##### THE DATA

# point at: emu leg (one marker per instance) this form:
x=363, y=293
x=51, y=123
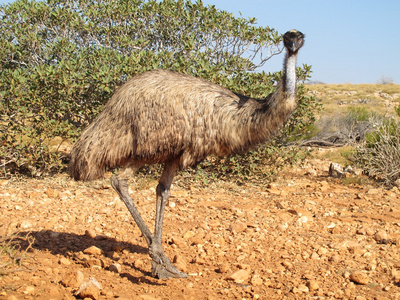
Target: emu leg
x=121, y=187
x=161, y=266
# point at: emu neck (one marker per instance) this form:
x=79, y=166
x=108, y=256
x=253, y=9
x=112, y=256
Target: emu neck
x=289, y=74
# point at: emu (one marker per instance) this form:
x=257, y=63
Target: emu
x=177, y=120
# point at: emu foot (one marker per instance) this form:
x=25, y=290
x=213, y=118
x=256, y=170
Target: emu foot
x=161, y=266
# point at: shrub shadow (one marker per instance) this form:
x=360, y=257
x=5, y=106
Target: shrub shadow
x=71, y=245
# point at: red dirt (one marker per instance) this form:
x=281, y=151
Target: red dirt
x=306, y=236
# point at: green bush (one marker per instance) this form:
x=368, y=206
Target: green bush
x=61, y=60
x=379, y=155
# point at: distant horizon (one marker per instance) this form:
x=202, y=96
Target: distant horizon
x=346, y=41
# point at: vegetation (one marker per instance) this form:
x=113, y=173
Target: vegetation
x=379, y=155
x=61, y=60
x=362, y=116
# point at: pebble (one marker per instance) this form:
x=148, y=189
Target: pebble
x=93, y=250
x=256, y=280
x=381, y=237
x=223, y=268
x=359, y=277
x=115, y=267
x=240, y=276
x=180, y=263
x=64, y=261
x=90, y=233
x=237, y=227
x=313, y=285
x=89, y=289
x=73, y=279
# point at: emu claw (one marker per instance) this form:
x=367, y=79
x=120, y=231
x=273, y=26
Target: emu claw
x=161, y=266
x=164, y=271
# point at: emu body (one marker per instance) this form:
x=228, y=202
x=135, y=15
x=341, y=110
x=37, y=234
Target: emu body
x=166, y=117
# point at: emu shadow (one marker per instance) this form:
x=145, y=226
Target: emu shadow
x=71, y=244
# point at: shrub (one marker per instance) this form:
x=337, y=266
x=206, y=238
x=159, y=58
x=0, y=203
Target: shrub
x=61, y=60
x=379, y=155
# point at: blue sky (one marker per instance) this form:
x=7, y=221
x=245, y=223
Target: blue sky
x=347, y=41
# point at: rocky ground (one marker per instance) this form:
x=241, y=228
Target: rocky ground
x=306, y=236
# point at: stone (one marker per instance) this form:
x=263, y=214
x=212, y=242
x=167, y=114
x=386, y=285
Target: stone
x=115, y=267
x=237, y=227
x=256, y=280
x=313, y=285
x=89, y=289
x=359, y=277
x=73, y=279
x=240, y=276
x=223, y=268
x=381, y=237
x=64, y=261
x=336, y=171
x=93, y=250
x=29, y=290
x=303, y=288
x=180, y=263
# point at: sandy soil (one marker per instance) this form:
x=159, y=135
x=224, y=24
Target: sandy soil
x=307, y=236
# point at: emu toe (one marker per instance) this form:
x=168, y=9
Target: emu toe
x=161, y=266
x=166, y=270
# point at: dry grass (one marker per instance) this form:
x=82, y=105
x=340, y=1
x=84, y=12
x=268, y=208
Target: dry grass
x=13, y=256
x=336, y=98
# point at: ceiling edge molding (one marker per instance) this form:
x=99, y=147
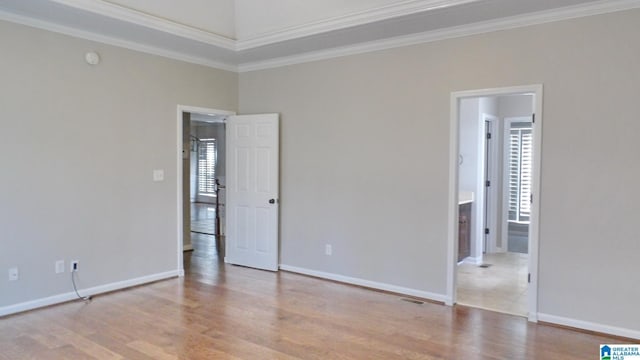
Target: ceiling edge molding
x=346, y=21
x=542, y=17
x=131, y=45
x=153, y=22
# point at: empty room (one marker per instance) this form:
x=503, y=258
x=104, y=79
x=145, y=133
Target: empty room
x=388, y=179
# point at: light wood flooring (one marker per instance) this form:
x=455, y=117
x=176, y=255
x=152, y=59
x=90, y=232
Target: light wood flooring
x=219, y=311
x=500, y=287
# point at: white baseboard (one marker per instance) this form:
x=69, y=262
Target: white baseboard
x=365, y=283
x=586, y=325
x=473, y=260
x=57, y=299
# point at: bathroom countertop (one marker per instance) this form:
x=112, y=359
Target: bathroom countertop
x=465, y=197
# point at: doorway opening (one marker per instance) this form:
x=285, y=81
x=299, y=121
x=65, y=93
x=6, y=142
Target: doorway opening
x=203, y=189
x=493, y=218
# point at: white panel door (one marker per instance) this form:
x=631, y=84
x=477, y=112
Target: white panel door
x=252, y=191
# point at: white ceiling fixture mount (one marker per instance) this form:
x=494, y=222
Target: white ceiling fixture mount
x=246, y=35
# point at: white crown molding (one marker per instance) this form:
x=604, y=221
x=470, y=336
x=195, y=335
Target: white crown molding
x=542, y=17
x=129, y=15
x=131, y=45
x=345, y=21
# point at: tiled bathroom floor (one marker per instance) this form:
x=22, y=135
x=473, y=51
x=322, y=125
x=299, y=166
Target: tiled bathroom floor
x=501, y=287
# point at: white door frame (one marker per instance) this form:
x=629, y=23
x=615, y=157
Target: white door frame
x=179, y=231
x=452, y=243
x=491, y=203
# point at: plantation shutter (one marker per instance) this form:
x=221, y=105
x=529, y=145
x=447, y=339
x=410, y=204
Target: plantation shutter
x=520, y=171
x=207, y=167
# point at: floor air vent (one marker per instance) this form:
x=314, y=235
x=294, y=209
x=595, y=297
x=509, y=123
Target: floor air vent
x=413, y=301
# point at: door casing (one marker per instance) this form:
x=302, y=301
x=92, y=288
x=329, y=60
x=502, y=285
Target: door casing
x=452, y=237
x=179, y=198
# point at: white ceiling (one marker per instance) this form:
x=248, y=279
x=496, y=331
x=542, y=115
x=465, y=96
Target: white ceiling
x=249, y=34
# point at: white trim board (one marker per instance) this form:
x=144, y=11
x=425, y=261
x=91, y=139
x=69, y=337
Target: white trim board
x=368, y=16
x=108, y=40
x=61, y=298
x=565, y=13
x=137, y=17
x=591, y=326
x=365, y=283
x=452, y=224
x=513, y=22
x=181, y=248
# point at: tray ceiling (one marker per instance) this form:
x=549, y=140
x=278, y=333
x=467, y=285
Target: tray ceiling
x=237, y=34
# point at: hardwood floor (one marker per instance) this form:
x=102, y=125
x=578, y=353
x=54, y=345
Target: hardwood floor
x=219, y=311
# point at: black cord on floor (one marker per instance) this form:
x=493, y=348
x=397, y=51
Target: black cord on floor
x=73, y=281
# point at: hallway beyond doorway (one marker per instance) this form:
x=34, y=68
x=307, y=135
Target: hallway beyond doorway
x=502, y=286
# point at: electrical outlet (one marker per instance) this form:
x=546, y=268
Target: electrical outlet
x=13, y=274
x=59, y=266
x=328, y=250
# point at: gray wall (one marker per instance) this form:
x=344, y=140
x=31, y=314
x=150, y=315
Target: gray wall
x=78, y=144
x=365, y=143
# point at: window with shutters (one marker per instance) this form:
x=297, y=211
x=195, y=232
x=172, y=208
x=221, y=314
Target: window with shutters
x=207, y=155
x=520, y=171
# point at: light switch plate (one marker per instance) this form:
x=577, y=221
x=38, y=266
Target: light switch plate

##########

THE TASK. Rewrite the entire listing above with every occurrence of "one marker per instance" changed to "one marker per object" and nothing else altered. Omit the pictures.

RESULT FOR THIS TASK.
# point at: emu leg (one marker per object) this form:
x=363, y=293
x=51, y=123
Target: emu leg
x=121, y=187
x=161, y=266
# point at: emu neck (one marker per object) this form:
x=79, y=166
x=108, y=256
x=253, y=9
x=112, y=256
Target: emu neck
x=289, y=74
# point at: emu (one marker per object) this form:
x=257, y=63
Target: emu
x=177, y=120
# point at: emu foot (one marker per object) this form:
x=25, y=290
x=213, y=118
x=256, y=170
Target: emu foot
x=161, y=266
# point at: shrub shadow (one marker per object) this form:
x=360, y=257
x=5, y=106
Target: shrub shadow
x=71, y=245
# point at: red dirt (one marker per object) this form:
x=281, y=151
Target: red dirt
x=306, y=236
# point at: green bush (one marker per object) this form:
x=368, y=206
Target: green bush
x=61, y=60
x=379, y=155
# point at: distant horizon (one marker per object) this form:
x=202, y=96
Target: distant horizon
x=346, y=41
# point at: vegetation (one marker per object) this form:
x=113, y=173
Target: vegetation
x=379, y=155
x=61, y=60
x=362, y=116
# point at: pebble (one marker per object) this form:
x=148, y=189
Target: pebble
x=93, y=250
x=256, y=280
x=381, y=237
x=223, y=268
x=359, y=277
x=115, y=267
x=240, y=276
x=180, y=263
x=64, y=261
x=90, y=233
x=237, y=227
x=313, y=285
x=89, y=289
x=73, y=279
# point at: emu claw (one marker per object) this form:
x=367, y=79
x=120, y=231
x=273, y=26
Target: emu claw
x=161, y=266
x=164, y=271
# point at: emu body (one marker per object) this form:
x=228, y=202
x=135, y=15
x=341, y=110
x=37, y=234
Target: emu body
x=166, y=117
# point at: emu shadow (one marker per object) this form:
x=145, y=226
Target: emu shadow
x=71, y=244
# point at: shrub (one marker per object) this form:
x=337, y=266
x=206, y=238
x=159, y=58
x=0, y=203
Target: shrub
x=61, y=60
x=379, y=155
# point at: blue sky (one marker per object) this form:
x=7, y=221
x=245, y=223
Target: blue sky
x=347, y=41
# point at: rocky ground (one marker per object) this form:
x=241, y=228
Target: rocky ground
x=306, y=236
# point at: stone (one marker per object) this form:
x=263, y=214
x=212, y=242
x=167, y=114
x=386, y=285
Target: stone
x=115, y=267
x=237, y=227
x=256, y=280
x=313, y=285
x=89, y=289
x=359, y=277
x=73, y=279
x=240, y=276
x=223, y=268
x=381, y=237
x=64, y=261
x=336, y=171
x=93, y=250
x=29, y=290
x=303, y=288
x=180, y=263
# point at: sandy soil (one marker per object) this form:
x=159, y=135
x=224, y=24
Target: sandy soil
x=307, y=236
# point at: emu toe (one marker per object) this form:
x=168, y=9
Target: emu toe
x=161, y=266
x=166, y=270
# point at: dry grass (one marker per object) this form:
x=82, y=105
x=340, y=1
x=84, y=12
x=268, y=208
Target: dry grass
x=13, y=256
x=336, y=98
# point at: ceiling edge molding (one marker per object) this form:
x=99, y=147
Target: ceiling edge molding
x=346, y=21
x=542, y=17
x=131, y=45
x=153, y=22
# point at: empty room (one marker per object) this form:
x=503, y=258
x=104, y=79
x=145, y=133
Target: empty room
x=388, y=179
# point at: light wood flooring (one marker per object) this form:
x=455, y=117
x=176, y=255
x=152, y=59
x=90, y=232
Target: light wood flooring
x=219, y=311
x=500, y=287
# point at: white baseboard (one marker per object) this form:
x=69, y=262
Target: white baseboard
x=365, y=283
x=586, y=325
x=473, y=260
x=57, y=299
# point at: bathroom countertop (one marker per object) this form:
x=112, y=359
Target: bathroom countertop
x=465, y=197
# point at: doorway opening (one marker per object) this form:
x=285, y=81
x=299, y=121
x=65, y=93
x=6, y=142
Target: doorway opening
x=203, y=189
x=493, y=218
# point at: white panel door (one marker per object) this form:
x=631, y=84
x=477, y=112
Target: white panel door
x=252, y=191
# point at: white ceiling fixture mount (one marker per object) this form:
x=494, y=222
Target: white ceiling fixture mount
x=246, y=35
# point at: white crown molding (one marker per object) this form:
x=604, y=221
x=470, y=336
x=195, y=335
Target: white crown molding
x=542, y=17
x=129, y=15
x=131, y=45
x=345, y=21
# point at: tiled bathroom floor (one marker per object) this form:
x=22, y=135
x=473, y=51
x=322, y=125
x=299, y=166
Target: tiled bathroom floor
x=501, y=287
# point at: white door frame (one marker per object) this form:
x=629, y=23
x=615, y=157
Target: white door frame
x=179, y=231
x=452, y=243
x=491, y=203
# point at: plantation shutter (one marker per object) this form:
x=221, y=105
x=529, y=145
x=447, y=339
x=410, y=204
Target: plantation shutter
x=520, y=171
x=207, y=167
# point at: floor air vent (one marker per object) this form:
x=314, y=235
x=294, y=209
x=595, y=297
x=509, y=123
Target: floor air vent
x=413, y=301
# point at: door casing (one marker per object) this form:
x=302, y=301
x=92, y=288
x=329, y=60
x=502, y=285
Target: door casing
x=452, y=237
x=179, y=198
# point at: white ceiling (one marker per object) this form:
x=248, y=279
x=496, y=331
x=542, y=115
x=465, y=96
Target: white ceiling
x=249, y=34
# point at: white trim board (one marker per object) this form:
x=144, y=11
x=425, y=261
x=91, y=139
x=69, y=337
Target: white trim board
x=368, y=16
x=108, y=40
x=61, y=298
x=565, y=13
x=137, y=17
x=591, y=326
x=365, y=283
x=452, y=224
x=513, y=22
x=181, y=248
# point at: tray ceiling (one marker per object) this form:
x=549, y=140
x=278, y=333
x=467, y=285
Target: tray ceiling
x=237, y=34
# point at: hardwood floor (one marker per object) this form:
x=102, y=125
x=578, y=353
x=54, y=345
Target: hardwood floor
x=219, y=311
# point at: black cord on floor (one marker per object) this form:
x=493, y=348
x=397, y=51
Target: black cord on floor
x=73, y=281
# point at: hallway beyond doorway (one marker per object) this form:
x=34, y=68
x=307, y=135
Target: hallway beyond doorway
x=502, y=286
# point at: electrical outlet (one marker per object) this form:
x=546, y=268
Target: electrical outlet
x=13, y=274
x=59, y=266
x=328, y=250
# point at: gray wall (one marker per object) this form:
x=344, y=140
x=31, y=314
x=150, y=315
Target: gray wall
x=78, y=144
x=365, y=143
# point at: window with shutters (one marker per object) this form:
x=297, y=211
x=195, y=232
x=172, y=208
x=221, y=314
Target: window with shutters
x=207, y=155
x=520, y=171
# point at: light switch plate (one marker per object) this form:
x=577, y=221
x=38, y=266
Target: light switch plate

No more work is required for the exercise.